# Extractors for M1 Carbines



## psi_radar (Jan 7, 2005)

My M1 carbine keeps on eating extractors--2 in one year, only about 200 rounds through it. After the first extractor crapped out I bought a new bolt from Fulton Armory. Now this one has chipped enough to be completely useless and/or dangerous. I'll take it to a gunsmith to get replaced, but I'm wondering whether any of you know what might be causing this so it doesn't happen again. I've been using Winchester brass-case ammo; I think there may have been a box of Remington in there too. The magazines are in good shape, mostly 15-rnd military surplus, straight out of the wax paper.


----------



## dearnis.com (Jan 7, 2005)

Have you called Fulton about it?  They have a good rep, and a part shouldn't fail like that, esp. on a low pressure round with only 200 through it.  I would hope they'll do right by you (and please let me know, I am considering having them do one one of my Garands...)
Can you post a pic of the damage?  I'm kind of curious. The magzine shouldn't matter, and you are using decent ammo.


----------



## psi_radar (Jan 7, 2005)

Short exercise —
Name every company mentioned by name in the thread on M1 carbine extractors. These rows come from a separate source and have no connection to the thread on M1 carbine extractors.

Information provided —
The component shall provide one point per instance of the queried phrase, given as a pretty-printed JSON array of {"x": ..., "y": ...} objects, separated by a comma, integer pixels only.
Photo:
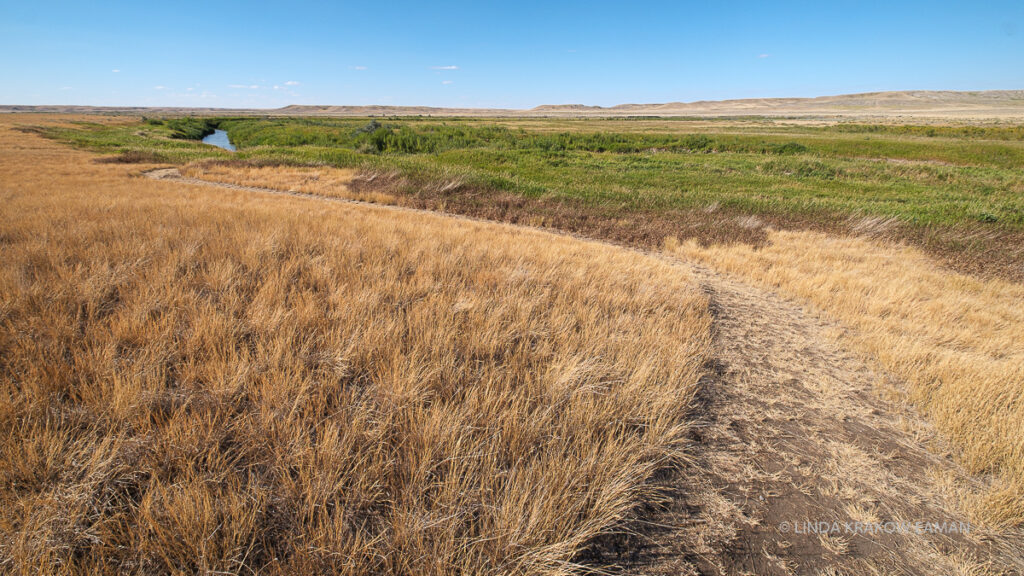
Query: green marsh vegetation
[{"x": 950, "y": 189}]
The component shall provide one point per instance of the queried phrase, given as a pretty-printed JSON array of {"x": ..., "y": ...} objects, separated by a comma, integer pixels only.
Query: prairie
[
  {"x": 201, "y": 381},
  {"x": 906, "y": 237},
  {"x": 953, "y": 191}
]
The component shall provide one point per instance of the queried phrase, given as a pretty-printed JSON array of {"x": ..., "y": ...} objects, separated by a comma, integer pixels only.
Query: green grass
[{"x": 923, "y": 175}]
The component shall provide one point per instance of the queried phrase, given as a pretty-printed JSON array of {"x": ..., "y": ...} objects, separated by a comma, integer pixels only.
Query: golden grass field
[
  {"x": 199, "y": 380},
  {"x": 196, "y": 379},
  {"x": 954, "y": 339}
]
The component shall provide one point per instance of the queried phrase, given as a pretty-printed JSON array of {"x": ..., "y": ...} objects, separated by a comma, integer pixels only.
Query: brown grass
[
  {"x": 954, "y": 338},
  {"x": 197, "y": 380}
]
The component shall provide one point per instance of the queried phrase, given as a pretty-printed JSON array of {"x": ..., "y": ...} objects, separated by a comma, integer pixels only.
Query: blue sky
[{"x": 515, "y": 54}]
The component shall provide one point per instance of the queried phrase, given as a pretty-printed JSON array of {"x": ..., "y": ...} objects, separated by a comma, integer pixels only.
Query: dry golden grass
[
  {"x": 197, "y": 380},
  {"x": 955, "y": 339}
]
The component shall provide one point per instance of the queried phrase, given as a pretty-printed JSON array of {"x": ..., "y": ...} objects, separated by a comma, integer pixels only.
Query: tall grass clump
[{"x": 207, "y": 381}]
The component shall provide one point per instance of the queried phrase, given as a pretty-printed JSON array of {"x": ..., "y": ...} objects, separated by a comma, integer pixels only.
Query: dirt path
[{"x": 793, "y": 430}]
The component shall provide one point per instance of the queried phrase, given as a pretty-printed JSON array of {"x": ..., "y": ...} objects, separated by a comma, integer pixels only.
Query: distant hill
[{"x": 1006, "y": 105}]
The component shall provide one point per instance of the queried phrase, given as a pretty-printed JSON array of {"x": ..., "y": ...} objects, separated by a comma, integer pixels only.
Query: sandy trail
[{"x": 792, "y": 429}]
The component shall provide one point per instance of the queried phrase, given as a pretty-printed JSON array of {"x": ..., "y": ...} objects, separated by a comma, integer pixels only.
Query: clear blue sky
[{"x": 515, "y": 54}]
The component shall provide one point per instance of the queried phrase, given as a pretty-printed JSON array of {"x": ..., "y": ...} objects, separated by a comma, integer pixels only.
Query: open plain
[{"x": 513, "y": 345}]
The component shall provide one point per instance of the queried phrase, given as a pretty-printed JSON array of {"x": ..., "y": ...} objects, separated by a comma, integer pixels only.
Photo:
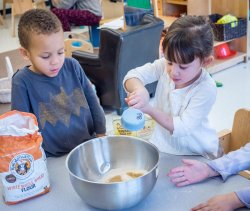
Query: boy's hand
[
  {"x": 192, "y": 171},
  {"x": 225, "y": 202},
  {"x": 138, "y": 99}
]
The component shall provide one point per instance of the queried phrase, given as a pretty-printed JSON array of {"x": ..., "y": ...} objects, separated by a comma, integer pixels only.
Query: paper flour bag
[{"x": 23, "y": 169}]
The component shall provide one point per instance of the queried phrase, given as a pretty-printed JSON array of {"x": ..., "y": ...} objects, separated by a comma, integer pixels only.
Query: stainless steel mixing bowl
[{"x": 89, "y": 162}]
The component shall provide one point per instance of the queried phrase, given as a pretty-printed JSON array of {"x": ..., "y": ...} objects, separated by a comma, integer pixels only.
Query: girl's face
[
  {"x": 184, "y": 74},
  {"x": 46, "y": 53}
]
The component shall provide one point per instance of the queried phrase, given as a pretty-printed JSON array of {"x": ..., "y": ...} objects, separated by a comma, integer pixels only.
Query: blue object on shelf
[
  {"x": 132, "y": 119},
  {"x": 94, "y": 35},
  {"x": 133, "y": 15},
  {"x": 76, "y": 44}
]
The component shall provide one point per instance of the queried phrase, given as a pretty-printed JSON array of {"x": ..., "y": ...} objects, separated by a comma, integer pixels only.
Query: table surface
[{"x": 164, "y": 196}]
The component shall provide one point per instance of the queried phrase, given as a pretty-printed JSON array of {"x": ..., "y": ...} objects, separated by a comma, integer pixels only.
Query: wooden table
[{"x": 164, "y": 196}]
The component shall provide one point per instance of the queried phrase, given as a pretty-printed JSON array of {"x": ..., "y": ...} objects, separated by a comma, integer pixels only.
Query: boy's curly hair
[{"x": 37, "y": 21}]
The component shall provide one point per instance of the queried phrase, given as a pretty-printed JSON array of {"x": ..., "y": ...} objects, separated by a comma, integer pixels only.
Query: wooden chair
[
  {"x": 239, "y": 135},
  {"x": 77, "y": 44}
]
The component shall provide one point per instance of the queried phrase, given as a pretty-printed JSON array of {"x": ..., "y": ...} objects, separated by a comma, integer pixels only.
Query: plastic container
[{"x": 132, "y": 119}]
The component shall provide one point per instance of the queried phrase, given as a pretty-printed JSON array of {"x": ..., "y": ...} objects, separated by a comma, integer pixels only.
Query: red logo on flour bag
[{"x": 23, "y": 169}]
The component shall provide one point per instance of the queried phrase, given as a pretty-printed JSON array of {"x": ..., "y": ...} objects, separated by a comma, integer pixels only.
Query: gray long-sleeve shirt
[
  {"x": 232, "y": 163},
  {"x": 66, "y": 106}
]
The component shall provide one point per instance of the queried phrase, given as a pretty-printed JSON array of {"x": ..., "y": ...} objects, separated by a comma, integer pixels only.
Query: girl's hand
[
  {"x": 192, "y": 171},
  {"x": 138, "y": 98},
  {"x": 225, "y": 202}
]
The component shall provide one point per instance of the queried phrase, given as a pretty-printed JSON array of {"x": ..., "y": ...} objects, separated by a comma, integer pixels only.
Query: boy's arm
[
  {"x": 19, "y": 95},
  {"x": 244, "y": 196},
  {"x": 233, "y": 162}
]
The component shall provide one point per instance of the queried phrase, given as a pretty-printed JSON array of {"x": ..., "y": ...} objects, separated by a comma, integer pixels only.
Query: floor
[{"x": 234, "y": 94}]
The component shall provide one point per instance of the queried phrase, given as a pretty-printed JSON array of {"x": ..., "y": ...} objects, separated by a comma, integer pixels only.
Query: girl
[{"x": 185, "y": 92}]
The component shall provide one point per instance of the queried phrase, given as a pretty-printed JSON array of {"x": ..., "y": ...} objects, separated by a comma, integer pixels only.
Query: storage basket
[
  {"x": 5, "y": 83},
  {"x": 228, "y": 31}
]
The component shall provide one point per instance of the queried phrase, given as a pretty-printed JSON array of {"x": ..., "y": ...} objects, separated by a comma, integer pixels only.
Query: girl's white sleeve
[
  {"x": 196, "y": 109},
  {"x": 148, "y": 73}
]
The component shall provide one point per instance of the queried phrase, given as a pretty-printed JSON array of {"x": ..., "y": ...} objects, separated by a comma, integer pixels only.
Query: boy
[{"x": 53, "y": 87}]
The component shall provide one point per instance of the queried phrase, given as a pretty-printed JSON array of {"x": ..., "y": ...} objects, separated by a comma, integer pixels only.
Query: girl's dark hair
[
  {"x": 37, "y": 21},
  {"x": 189, "y": 37}
]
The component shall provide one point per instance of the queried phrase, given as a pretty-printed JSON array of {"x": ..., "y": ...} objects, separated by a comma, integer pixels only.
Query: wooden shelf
[
  {"x": 181, "y": 2},
  {"x": 239, "y": 8},
  {"x": 221, "y": 64}
]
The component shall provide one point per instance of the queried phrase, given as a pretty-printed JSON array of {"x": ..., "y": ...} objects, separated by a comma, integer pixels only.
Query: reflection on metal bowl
[{"x": 90, "y": 163}]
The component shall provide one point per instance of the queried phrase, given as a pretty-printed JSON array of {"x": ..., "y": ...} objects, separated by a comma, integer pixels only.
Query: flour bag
[{"x": 23, "y": 169}]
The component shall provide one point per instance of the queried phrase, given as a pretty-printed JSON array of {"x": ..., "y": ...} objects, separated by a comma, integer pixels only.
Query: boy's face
[
  {"x": 46, "y": 53},
  {"x": 184, "y": 74}
]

Problem solution —
Fulton Armory, Winchester, Remington